Look below for the line with "as point(232, 194)." and the line with "as point(4, 77).". Copy exactly those two lines and every line between, but not the pictures.

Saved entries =
··········

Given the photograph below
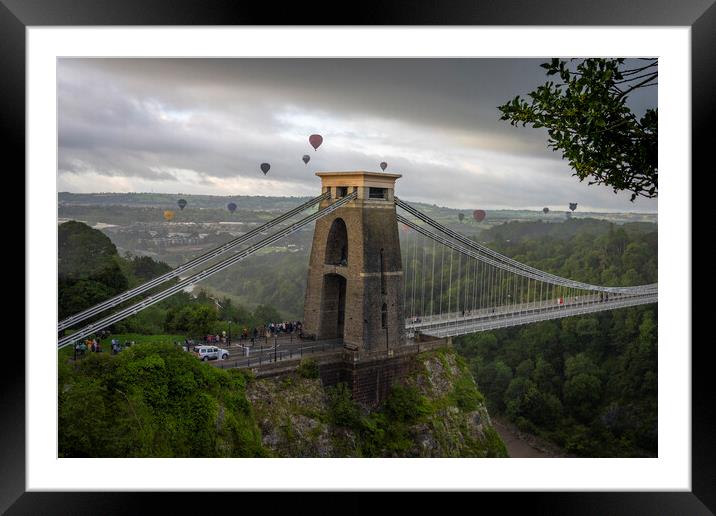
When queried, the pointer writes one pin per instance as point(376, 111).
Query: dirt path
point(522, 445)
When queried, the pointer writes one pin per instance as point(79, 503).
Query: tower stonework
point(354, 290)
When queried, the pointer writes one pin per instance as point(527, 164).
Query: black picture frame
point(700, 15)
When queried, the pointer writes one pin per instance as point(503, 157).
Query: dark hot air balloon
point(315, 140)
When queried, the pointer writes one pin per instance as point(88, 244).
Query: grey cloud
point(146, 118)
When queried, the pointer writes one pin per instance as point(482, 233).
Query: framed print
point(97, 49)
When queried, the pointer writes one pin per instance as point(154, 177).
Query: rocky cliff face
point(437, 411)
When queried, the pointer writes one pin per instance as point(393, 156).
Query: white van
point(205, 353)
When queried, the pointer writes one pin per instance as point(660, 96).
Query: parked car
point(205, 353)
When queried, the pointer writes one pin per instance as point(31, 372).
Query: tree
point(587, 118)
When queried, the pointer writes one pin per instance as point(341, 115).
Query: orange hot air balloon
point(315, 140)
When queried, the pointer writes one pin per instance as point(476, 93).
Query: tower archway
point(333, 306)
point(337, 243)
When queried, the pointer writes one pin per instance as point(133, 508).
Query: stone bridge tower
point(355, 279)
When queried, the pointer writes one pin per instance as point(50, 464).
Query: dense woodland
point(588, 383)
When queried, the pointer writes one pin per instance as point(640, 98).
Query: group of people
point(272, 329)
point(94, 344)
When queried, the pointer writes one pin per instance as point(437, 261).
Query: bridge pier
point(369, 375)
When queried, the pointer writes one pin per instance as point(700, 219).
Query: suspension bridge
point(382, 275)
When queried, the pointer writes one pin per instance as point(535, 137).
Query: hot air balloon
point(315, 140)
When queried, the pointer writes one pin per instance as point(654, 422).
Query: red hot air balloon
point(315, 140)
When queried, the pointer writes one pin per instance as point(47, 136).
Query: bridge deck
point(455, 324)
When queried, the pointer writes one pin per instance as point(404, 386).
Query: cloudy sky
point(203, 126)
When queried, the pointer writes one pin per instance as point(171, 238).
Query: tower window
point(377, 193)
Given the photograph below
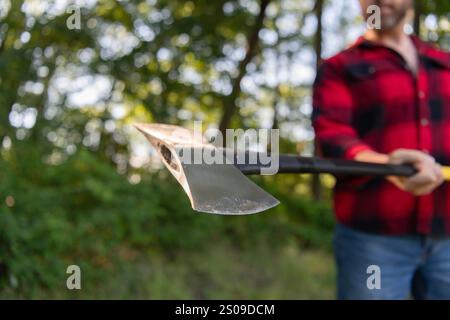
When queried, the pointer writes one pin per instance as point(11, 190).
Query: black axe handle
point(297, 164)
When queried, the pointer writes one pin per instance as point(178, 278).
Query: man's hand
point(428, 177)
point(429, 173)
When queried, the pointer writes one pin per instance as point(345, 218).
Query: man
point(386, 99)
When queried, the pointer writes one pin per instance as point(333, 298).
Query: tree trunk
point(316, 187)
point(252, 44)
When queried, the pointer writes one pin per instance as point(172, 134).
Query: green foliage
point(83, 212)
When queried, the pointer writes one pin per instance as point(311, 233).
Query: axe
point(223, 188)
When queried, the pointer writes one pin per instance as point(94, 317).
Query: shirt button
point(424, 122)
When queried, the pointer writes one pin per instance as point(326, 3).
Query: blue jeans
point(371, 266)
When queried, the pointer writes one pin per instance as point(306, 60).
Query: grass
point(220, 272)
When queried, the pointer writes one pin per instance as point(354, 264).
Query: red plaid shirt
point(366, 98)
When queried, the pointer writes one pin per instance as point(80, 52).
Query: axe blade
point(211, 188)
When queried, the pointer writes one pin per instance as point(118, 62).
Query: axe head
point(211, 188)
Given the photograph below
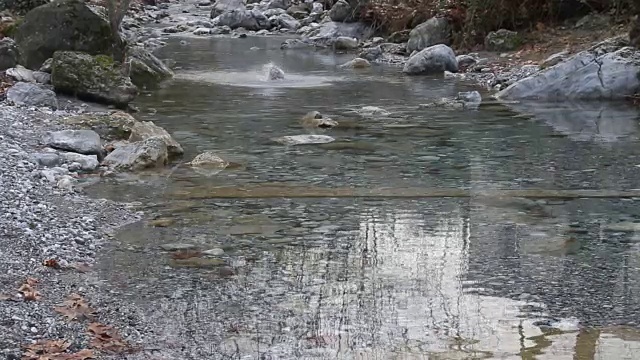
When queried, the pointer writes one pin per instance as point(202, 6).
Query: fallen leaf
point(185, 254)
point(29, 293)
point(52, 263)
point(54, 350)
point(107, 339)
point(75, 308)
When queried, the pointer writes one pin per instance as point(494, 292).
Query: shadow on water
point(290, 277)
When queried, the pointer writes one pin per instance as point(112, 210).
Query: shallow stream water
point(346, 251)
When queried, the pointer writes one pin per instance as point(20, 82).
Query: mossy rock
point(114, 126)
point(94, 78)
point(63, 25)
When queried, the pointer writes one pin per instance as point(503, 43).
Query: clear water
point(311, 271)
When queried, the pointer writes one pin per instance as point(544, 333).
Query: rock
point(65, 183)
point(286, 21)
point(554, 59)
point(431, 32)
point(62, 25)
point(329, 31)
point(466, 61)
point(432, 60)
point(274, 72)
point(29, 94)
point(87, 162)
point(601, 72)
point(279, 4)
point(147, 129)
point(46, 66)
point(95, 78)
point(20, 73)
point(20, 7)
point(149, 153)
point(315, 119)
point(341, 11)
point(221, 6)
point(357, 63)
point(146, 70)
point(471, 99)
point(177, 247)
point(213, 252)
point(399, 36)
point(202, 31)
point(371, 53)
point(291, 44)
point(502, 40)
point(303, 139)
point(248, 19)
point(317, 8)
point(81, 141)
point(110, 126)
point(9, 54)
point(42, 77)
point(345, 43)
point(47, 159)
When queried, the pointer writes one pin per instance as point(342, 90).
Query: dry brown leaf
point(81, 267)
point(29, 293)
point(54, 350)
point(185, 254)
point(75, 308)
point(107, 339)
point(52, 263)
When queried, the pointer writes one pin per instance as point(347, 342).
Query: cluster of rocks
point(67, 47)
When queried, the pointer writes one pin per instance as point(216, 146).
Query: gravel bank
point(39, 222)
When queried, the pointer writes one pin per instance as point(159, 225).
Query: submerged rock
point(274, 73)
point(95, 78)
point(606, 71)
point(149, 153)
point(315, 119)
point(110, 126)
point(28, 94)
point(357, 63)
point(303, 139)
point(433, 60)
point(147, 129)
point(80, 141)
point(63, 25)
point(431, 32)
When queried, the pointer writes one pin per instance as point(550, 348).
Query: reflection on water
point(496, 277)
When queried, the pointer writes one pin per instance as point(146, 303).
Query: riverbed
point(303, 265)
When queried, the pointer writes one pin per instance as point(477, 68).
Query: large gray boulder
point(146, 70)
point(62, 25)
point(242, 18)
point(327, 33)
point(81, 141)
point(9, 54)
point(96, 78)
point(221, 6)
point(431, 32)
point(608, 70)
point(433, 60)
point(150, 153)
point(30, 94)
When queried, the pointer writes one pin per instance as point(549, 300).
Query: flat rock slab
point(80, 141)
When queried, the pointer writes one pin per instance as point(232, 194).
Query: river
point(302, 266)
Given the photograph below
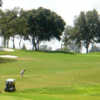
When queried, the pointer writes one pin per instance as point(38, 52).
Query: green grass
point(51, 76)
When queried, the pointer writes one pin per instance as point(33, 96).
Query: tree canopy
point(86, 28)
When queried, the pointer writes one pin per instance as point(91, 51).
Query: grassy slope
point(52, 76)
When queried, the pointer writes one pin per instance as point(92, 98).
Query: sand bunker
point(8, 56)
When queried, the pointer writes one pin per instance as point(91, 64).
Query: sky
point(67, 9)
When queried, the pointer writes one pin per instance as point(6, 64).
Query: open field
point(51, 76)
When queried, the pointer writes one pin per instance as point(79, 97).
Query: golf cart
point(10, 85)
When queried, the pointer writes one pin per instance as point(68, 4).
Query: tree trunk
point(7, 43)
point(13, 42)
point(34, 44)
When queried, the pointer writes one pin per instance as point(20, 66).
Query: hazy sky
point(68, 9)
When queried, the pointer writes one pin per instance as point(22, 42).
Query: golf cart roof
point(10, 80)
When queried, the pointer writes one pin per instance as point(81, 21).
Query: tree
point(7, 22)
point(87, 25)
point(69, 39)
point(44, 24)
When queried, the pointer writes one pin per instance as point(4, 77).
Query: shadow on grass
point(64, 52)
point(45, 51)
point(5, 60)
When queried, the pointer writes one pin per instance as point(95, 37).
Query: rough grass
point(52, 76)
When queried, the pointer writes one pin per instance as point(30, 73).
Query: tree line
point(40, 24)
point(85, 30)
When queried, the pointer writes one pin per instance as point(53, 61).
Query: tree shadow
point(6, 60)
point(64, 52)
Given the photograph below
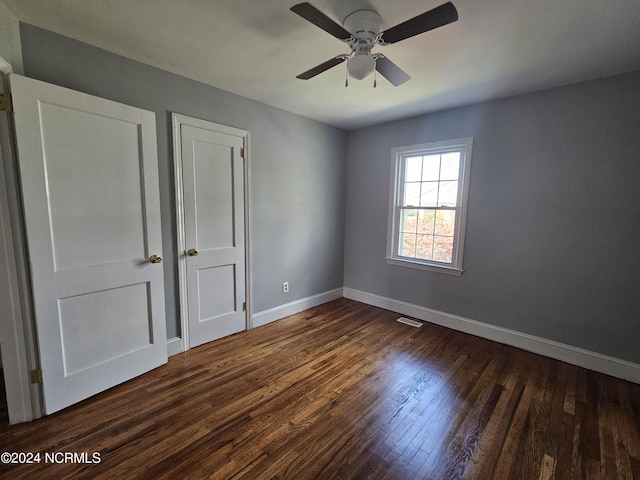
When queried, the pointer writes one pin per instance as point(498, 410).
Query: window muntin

··········

Expected output =
When queried, the pointer writes one pin per instance as point(232, 194).
Query: river
point(302, 266)
Given the photograph below
When queried, the pointer writes one pin per instance as point(38, 52).
Query: green grass
point(51, 76)
When queried, the pointer writes one pin per instance as point(33, 96).
Query: tree canopy
point(86, 28)
When queried, the pointer writes one pin per instance as point(91, 51).
Query: grassy slope
point(52, 76)
When queried, the pointer writes one pin per instance as point(92, 98).
Query: sand bunker
point(8, 56)
When queried, the pointer writes one pin per instance as point(91, 64).
Query: sky
point(67, 9)
When queried, the pointer writes one pin per instance as point(6, 64).
Query: open field
point(51, 76)
When queried, the pointer writes one pin per instance as point(79, 97).
Query: golf cart
point(10, 85)
When queried, the pointer writes one pin per instance as point(68, 4).
Query: tree trunk
point(7, 43)
point(13, 42)
point(34, 44)
When queried, the pointer writes one pin per instance as point(20, 66).
Query: hazy sky
point(68, 9)
When queried, the pointer writes one pin per instance as point(22, 42).
Query: golf cart roof
point(10, 80)
When queried, the pointer writes one pin per instance as point(81, 21).
Query: tree
point(7, 22)
point(87, 25)
point(69, 39)
point(44, 24)
When queried, the pointer writes one pin per instance as point(4, 77).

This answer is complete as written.